All lines from the one with "shaped like [163,218]." to the end need to be copied exactly, with nothing before them.

Records from a point labeling set:
-------------------------

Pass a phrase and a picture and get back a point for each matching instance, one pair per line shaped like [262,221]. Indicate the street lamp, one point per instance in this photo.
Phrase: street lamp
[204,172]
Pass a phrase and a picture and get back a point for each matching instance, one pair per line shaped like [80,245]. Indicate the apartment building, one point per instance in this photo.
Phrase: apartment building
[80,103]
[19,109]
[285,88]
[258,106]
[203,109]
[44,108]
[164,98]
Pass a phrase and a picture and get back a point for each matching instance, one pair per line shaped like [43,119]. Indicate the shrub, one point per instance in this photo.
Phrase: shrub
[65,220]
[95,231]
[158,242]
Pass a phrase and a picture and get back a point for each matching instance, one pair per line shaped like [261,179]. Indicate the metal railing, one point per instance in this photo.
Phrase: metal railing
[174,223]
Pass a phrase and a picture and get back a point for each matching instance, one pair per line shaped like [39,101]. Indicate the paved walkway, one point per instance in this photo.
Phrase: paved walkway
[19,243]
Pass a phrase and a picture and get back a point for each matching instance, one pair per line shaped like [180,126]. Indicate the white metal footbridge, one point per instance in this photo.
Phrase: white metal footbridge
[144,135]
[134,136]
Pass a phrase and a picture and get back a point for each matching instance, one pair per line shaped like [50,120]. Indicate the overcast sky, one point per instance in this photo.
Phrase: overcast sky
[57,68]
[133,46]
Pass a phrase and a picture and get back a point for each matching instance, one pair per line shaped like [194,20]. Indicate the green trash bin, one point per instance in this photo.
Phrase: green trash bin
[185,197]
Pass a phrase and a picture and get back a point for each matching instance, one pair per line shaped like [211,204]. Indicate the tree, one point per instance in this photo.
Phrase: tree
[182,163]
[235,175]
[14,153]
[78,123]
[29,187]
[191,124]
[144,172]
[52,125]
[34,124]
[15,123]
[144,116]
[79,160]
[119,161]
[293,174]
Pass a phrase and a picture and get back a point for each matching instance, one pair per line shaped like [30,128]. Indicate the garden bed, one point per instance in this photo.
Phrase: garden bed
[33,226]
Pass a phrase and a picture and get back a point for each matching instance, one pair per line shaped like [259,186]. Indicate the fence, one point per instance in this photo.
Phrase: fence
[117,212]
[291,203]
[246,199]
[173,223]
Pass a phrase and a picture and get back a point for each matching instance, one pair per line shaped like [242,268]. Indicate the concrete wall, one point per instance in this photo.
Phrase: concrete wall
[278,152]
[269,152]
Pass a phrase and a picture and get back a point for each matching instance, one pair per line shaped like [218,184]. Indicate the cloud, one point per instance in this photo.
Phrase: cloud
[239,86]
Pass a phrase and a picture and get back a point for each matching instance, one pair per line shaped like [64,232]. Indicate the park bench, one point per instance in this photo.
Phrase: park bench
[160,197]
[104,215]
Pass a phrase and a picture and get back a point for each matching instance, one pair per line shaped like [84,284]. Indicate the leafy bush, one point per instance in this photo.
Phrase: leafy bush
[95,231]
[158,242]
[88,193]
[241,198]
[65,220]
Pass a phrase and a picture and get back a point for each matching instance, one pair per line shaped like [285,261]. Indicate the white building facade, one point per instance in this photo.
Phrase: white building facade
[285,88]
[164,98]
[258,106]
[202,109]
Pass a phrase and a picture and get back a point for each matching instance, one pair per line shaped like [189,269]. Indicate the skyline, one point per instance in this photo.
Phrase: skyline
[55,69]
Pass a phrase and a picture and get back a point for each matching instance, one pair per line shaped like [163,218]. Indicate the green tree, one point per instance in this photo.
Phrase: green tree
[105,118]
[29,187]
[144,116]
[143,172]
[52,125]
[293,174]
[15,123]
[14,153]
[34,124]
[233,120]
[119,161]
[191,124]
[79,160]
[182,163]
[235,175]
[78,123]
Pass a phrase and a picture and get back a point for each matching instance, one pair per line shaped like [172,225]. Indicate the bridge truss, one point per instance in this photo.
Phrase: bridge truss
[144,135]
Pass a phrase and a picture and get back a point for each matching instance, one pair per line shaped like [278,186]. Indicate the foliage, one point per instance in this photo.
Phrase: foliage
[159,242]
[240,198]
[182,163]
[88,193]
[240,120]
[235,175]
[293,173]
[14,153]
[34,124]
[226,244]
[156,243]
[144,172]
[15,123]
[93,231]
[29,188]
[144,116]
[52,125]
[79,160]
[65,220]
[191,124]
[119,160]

-------------------------

| RESPONSE TO THIS EXERCISE |
Pass a phrase and a picture and get back a point for each matching instance, one pair per line shaped like [163,218]. Indicate the green tree, one point per instance in this photo.
Phrase: green tree
[105,118]
[29,187]
[144,116]
[143,172]
[52,125]
[293,174]
[15,123]
[14,153]
[34,124]
[233,120]
[119,161]
[191,124]
[79,160]
[182,163]
[235,175]
[78,123]
Pass a phrase and a picture and get back a point for each matching instance, one pair per line shaped like [172,225]. Indicate the bridge truss, one point per instance in this photo.
Phrase: bridge truss
[144,135]
Pass a phrase and a picture and get back a point for each matching instance, one pair per line shaped like [278,186]. Indicate the foliage, one point per instance in this photo.
Phrase: foliage
[159,242]
[240,198]
[182,163]
[88,193]
[240,120]
[235,175]
[293,173]
[14,153]
[34,124]
[226,244]
[156,243]
[144,172]
[15,123]
[93,231]
[29,188]
[144,116]
[52,125]
[79,160]
[65,220]
[191,124]
[119,160]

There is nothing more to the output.